The second point of controversy was whether the goal of the negotiations was to walk away with a republic or if it was to walk away with any level of independence from Britain. Lloyd George had already made it clear that Britain would never accept a republic or full Irish independence. But where did the Irish stand? For the entirety of the war, DeValera’s title had been President of the Dail Eireann, and was changed to the President of the Irish Republic on August 26th. Was that a signal that the Republic was the goal or a formality? Members like Brugha and Mary MacSwiney were under the impression that either the British promised to recognize an Irish Republic or it was back to war. Yet, Michael Collins went on record saying that “the declaration of a Republic by the leaders of the rising was far in advance of national thought” and MacSwiney accosted Harry Boland about his and DeValera’s perceived lack of commitment to a republic, and warned him to “please leave your Dual Monarchy nonsense behind you. Our oaths are to the Republic or nothing less.” DeValera didn’t help at all by refusing to provide any sort of guidance to the delegation and it seems that, if DeValera truly believed the republic or the External Association idea was ideal for Ireland, he never told the members of the delegation.

Michael Collins and Arthur Griffith

Finally, to make matters worse, DeValera was sending the delegation as plenipotentiaries, who technically should have full powers to handle negotiations, but DeValera crippled their powers by requiring that they refer back to the cabinet for major questions and with “the complete text of the draft treaty about to be signed”. However the British assumed they were normal plenipotentiaries and could not, as Viceroy Lord FitzAlan told Lloyd George, “take advantage of De Valera’s absence to delay and refer back to him”

The cabinet protested DeValera’s proposal strenuously, with William Cosgrave leading the dissension. He believed that it made no sense to send a team to negotiation while leaving their most powerful player behind, especially since DeValera had already dealt with Lloyd George and none of the other delegation members had. Gavan Duffy supported Cosgrave’s criticism while adding his own criticism of how DeValera was crippling the negotiators with his requirement that they send everything to him for approval. Collins added his own objections, stating that he was the wrong man for the job and that the president should go instead. Dev persisted and despite all this ambiguity and disbelief that DeValera would not go to London, the cabinet approved the following appointments:

  • Arthur Griffith who would be Chairman
  • Michael Collins
  • Robert Barton, the minister of economic affairs
  • Eamonn Duggan, a lawyer and chief liaison officer for implementing the truce
  • George Gavan Duffy, another lawyer and Dail’s envoy to Rome
  • And Erskine Childers, Fionan Lynch, Diarmund O’Hegarty, and John Chartres as a secretaries.

DeValera dismissed Duggan and Duffy as mere legal padding, but hoped that Barton would be stubborn enough to limit the amount of compromises the Irish would have to make and trusted Childers to serve as a source of strength for Barton. DeValera seems to have ignored the fact that Griffith despised Childers

Their instructions were to negotiate and conclude a treaty of treaties of settlement, association, and accommodation between Ireland and the community of nations known as the British Commonwealth.

# Prompt
Answer these questions from the passage on the Irish treaty delegation:
(a) On what date was DeValera's title changed to President of the Irish Republic?
(b) Who led the cabinet's dissent against DeValera's proposal?
(c) Which delegate was appointed Chairman?

[Point placement rows]

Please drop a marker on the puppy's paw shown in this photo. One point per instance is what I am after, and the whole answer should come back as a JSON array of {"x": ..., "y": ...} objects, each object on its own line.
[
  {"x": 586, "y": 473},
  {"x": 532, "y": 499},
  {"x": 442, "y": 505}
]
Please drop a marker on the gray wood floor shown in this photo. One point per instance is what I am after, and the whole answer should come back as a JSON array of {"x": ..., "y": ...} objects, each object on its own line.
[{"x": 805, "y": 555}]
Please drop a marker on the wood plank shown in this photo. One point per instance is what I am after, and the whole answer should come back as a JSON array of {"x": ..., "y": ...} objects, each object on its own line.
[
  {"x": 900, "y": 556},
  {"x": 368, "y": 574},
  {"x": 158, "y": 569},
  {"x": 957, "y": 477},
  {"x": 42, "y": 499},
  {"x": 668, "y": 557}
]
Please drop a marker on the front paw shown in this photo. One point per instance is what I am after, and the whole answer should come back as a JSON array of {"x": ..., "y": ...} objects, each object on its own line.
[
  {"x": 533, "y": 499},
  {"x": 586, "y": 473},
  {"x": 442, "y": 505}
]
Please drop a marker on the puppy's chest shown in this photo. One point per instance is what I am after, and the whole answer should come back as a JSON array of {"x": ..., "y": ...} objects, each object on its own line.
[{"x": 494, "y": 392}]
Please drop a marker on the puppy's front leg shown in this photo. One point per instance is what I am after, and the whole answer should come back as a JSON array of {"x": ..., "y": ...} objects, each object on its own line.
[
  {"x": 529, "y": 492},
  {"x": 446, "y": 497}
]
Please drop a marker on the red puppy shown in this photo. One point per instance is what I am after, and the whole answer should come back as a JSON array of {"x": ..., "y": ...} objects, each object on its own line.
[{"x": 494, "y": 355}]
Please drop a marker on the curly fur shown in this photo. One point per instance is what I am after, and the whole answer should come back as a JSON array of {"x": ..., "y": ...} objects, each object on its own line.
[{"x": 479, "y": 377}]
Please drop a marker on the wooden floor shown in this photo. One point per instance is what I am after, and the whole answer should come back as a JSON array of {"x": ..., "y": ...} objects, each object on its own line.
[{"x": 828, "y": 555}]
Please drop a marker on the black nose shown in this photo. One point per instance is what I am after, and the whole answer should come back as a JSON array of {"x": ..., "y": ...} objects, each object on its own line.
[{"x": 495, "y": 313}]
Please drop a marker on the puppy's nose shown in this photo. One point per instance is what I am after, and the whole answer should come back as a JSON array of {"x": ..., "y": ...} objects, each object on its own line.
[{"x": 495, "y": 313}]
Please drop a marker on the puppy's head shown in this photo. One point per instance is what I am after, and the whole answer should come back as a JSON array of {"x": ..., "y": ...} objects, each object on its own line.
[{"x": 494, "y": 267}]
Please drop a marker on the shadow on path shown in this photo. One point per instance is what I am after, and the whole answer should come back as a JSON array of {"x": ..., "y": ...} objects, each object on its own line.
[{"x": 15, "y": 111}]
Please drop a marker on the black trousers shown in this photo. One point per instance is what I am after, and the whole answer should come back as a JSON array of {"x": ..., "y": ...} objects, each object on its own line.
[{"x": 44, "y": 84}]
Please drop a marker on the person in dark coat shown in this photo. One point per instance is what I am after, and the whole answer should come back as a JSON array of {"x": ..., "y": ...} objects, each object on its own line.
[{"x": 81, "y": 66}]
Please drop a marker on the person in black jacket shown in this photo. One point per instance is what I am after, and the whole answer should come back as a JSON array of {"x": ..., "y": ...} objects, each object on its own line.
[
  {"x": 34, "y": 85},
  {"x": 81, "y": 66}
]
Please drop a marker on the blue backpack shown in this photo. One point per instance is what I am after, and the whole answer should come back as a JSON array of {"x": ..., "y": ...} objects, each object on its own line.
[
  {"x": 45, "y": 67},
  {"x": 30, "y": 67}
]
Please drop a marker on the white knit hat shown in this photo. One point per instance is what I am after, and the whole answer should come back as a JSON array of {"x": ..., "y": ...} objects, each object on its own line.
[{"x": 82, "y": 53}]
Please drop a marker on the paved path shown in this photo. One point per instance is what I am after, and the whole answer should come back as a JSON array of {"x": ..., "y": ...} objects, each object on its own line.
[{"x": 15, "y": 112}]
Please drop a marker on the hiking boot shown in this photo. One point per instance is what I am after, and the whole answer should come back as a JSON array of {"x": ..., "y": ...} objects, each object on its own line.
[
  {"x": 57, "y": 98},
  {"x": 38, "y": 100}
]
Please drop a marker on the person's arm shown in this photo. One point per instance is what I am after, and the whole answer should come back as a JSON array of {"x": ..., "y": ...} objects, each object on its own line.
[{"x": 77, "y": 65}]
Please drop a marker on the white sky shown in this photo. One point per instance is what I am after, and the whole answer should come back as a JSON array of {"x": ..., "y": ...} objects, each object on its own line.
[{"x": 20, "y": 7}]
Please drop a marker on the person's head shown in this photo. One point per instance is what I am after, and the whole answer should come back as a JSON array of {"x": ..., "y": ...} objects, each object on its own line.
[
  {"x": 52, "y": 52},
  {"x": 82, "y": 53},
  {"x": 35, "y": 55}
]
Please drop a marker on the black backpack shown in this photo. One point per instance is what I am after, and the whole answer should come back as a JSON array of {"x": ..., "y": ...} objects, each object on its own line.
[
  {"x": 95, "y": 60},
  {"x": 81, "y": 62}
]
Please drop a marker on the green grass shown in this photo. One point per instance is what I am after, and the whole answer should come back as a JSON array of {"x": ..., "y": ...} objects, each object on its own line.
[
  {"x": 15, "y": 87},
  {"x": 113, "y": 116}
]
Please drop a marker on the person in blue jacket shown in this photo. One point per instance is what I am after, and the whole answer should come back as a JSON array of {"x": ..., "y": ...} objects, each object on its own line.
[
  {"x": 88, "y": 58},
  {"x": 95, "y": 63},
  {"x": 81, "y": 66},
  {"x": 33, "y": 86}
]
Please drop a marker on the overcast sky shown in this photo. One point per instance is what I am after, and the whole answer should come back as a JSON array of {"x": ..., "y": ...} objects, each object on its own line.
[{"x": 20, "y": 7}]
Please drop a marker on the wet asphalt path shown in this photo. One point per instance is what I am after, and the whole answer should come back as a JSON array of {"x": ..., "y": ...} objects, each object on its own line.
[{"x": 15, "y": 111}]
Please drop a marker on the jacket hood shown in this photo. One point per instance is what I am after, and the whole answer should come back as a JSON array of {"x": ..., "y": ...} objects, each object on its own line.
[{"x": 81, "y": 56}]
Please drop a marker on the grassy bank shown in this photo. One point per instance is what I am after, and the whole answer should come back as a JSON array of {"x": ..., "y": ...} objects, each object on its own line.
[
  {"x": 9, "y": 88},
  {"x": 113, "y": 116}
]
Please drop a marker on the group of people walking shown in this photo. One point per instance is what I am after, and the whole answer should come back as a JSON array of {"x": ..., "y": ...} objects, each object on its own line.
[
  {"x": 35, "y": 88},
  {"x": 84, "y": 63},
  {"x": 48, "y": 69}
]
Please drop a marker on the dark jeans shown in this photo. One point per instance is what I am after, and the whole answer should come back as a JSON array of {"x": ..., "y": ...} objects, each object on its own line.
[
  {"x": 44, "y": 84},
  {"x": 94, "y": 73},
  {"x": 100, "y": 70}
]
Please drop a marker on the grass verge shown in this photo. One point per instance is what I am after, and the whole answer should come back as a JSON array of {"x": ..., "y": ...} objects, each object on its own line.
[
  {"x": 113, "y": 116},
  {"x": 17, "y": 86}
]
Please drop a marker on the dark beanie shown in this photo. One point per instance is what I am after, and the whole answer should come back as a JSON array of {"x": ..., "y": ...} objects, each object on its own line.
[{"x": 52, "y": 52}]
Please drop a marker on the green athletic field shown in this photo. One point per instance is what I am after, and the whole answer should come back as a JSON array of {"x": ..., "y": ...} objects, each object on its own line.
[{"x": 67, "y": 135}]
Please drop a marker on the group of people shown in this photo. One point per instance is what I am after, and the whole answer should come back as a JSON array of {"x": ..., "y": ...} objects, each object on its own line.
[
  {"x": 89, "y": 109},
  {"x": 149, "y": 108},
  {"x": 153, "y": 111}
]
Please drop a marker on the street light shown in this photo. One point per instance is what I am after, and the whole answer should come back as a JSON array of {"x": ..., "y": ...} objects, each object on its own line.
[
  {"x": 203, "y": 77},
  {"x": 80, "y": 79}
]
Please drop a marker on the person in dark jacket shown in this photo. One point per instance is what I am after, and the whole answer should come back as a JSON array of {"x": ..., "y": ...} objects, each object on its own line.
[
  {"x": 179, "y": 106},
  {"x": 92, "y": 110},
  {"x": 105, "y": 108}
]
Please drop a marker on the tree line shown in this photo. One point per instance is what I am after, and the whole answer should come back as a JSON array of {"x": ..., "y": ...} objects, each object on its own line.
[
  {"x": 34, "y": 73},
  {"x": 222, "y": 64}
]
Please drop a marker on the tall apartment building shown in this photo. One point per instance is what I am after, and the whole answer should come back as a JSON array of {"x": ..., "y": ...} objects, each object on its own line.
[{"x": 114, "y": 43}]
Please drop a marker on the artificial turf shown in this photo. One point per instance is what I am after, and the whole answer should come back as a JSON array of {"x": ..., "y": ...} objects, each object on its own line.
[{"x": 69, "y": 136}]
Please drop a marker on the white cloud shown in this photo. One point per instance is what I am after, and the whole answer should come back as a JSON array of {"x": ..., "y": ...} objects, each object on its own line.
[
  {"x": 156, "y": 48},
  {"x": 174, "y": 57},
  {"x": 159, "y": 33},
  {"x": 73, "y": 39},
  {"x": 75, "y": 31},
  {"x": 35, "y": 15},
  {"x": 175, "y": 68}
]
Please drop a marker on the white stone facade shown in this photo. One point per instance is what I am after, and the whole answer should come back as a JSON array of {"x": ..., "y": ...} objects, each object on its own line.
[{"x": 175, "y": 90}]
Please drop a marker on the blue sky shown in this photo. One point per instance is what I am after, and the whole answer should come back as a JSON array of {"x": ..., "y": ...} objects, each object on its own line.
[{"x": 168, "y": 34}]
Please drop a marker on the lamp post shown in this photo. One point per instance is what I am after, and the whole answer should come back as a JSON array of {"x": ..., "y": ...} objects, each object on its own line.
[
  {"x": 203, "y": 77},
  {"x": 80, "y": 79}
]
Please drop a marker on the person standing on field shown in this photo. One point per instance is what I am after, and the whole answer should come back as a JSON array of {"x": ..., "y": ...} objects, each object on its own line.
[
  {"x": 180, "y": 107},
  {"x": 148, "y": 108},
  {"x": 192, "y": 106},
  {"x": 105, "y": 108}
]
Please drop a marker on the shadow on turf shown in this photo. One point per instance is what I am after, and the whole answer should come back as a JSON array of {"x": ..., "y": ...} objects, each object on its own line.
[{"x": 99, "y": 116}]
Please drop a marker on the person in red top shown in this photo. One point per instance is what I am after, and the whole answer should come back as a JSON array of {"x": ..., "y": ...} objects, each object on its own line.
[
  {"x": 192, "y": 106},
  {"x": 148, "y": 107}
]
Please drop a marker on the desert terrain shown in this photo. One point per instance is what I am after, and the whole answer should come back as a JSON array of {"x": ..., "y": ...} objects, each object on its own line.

# Finished exercise
(a) August 26th
(b) William Cosgrave
(c) Arthur Griffith